These values do not help make reliable products, but they can help prioritize where design enhancement focus should occur. A high activation energy value mechanism is more sensitive from a stress perspective. There is false precision with any of these models. The weakest things fail first and if everything fails for a non aging reason one will never observe an aging failure in the field. Hence, if the thermal cycling mode occurs much earlier, this dominates, and thus one concentrates on minimizing CTE mismatch, strain relief, or other design strategies. Experience often gives a hint for what stressors will produce failures within the design life. Poor quality can be detected using burn in. Here we just want to be sure we do not remove too much life from the product such that an Arrhenius analysis can be useful.
For the most part thermal cycling is consistently the most effective stressor for electronics. Focusing too much on Arrhenius is incorrect as the aging mechanisms are not the primary cause for field failure. However to be true to a simulation need, it is reasonable to provide a requirement with some merit for the aging portion in addition to the thermal cycling requirement if this is a major stressor in the field environment. The thermal cycling requirement is also subject to similar hand waving with various models, exponents, material constants, dependency upon dwell times, rates, catalytic effects, etc. In real life one often has a mix of failure modes the occur randomly resulting in the overall exponential failure distribution observation. One lumps them all together and possibly the Arrhenius model fits even though it is not true to the physics, it still may be useful for an engineering need. Attach a named formula to it, communicate confidently and credibility goes way up with management.
Consideration of aging, thermal fatigue, structural fatigue, corrosion, etc. damage mechanisms is prudent for any reliability engineer. With all these competing modes we want to focus on the ones with the highest risk. The models help us decide where to focus our efforts, and sometimes comprehend the physics, but they really only tell us within an order of magnitude when the product might fail. Analysis simply bounds our uncertainty to a perceived tolerable level.
Posted by Dustin Aldridge
Kirk — these are tools; in the place of experience engineers or shall I say analysts take a cut at things using “formulas” ; with experience they understand the limits; these are fostered when they have limited budgets or time and are told do one or two things before we ship … in the face of management review use of these fomulae lead to confidence, as Dustin puts it … the challenges come in smaller operations with limited time and dollars
Posted by Eric Drobny
Eric, I understand that they are considered tools, but still if they are based on invalid assumptions, and therefore answers they provide are invalid and misleading they can possibly costly through invalid solutions. Dustin references Arrhenius many times, yet it is ‘erroneous” for most failure mechanisms so using the Arrhenius to calculate “burn-in” life removal is invalid.
Maybe I am wrong, I think most manufacturers (at least their managers and leadership, if not their stockholders) in competitive markets want to produce the most reliable products at the lowest costs. To most effectively do this the priority SHOULD be to discover weaknesses as fast as possible during development and guard against latent defects and process excursions with the most efficient stress screens in manufacturing. This means use STIMULATION with stress, and not simulation (which maybe used at the end of development for qualification), and find those weaknesses and eliminate the cause of them early. Rarely are there more than one or two elements that need to change a product from a weak one to a strong one. Sometimes it may be just software changes in a digital system that can add significant temperature margin.
As long as “reliability engineering” is focused on the back end of the bathtub curve, the wear out phase, they are not dealing with the reality of unreliability in electronics. Just look at the causes of your own companies field returns. What does that tell you ?
Posted by Kirk Gray
I believe in balance. The question related to Arrhenius, hence the response, not a diatribe on why it is worthless, nor a passionate call for stimulation. The number does come from something, how it is applied is a choice. Eric in pointing out the aspect of a tool is correct, stimulation can be a tool that also does not always produce the desired result when used inappropriately or for highly robust designs to begin with. People do the best they can within their knowledge and capability. Arrhenuius can be erroneous, but the generalization is patently incorrect. Stimulation is not a panacea either, it is a best practice that in many cases has proven to be more efficient, but there are cases where Arrhenius is appropriate and useful as well. Who makes the choice and on what basis?
Posted by Dustin Aldridge
• • • • • • •
## Exercise tasks:
1. Reproduce everything in the reliability thread from "Posted by Kirk" down to "on what basis?".
2. In the reliability thread, what is called consistently the most effective stressor for electronics?
3. Condense the paragraph of the reliability thread that begins "Consideration of aging, thermal fatigue" into a short bulleted list that keeps its main facts.
Rely only on the reliability thread.

## Source excerpt:
• • • • • • •
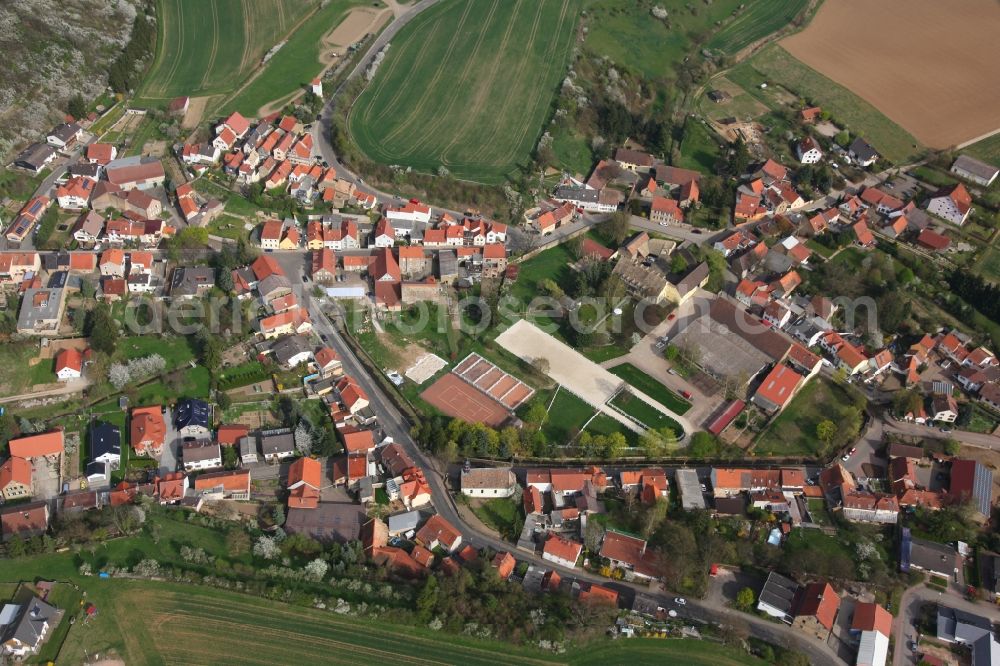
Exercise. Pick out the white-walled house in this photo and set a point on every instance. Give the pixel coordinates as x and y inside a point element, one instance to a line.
<point>952,204</point>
• • • • • • •
## Responses to the tasks:
1.
Posted by Kirk Gray
I believe in balance. The question related to Arrhenius, hence the response, not a diatribe on why it is worthless, nor a passionate call for stimulation. The number does come from something, how it is applied is a choice. Eric in pointing out the aspect of a tool is correct, stimulation can be a tool that also does not always produce the desired result when used inappropriately or for highly robust designs to begin with. People do the best they can within their knowledge and capability. Arrhenuius can be erroneous, but the generalization is patently incorrect. Stimulation is not a panacea either, it is a best practice that in many cases has proven to be more efficient, but there are cases where Arrhenius is appropriate and useful as well. Who makes the choice and on what basis?

2. Thermal cycling.

3.
- A reliability engineer should consider damage mechanisms such as aging, thermal fatigue, structural fatigue and corrosion.
- Among these competing modes, focus goes to the highest-risk ones.
- Models show where to focus effort and sometimes help explain the physics.
- Models only predict when a product might fail to within an order of magnitude.
- Analysis bounds uncertainty to a perceived tolerable level.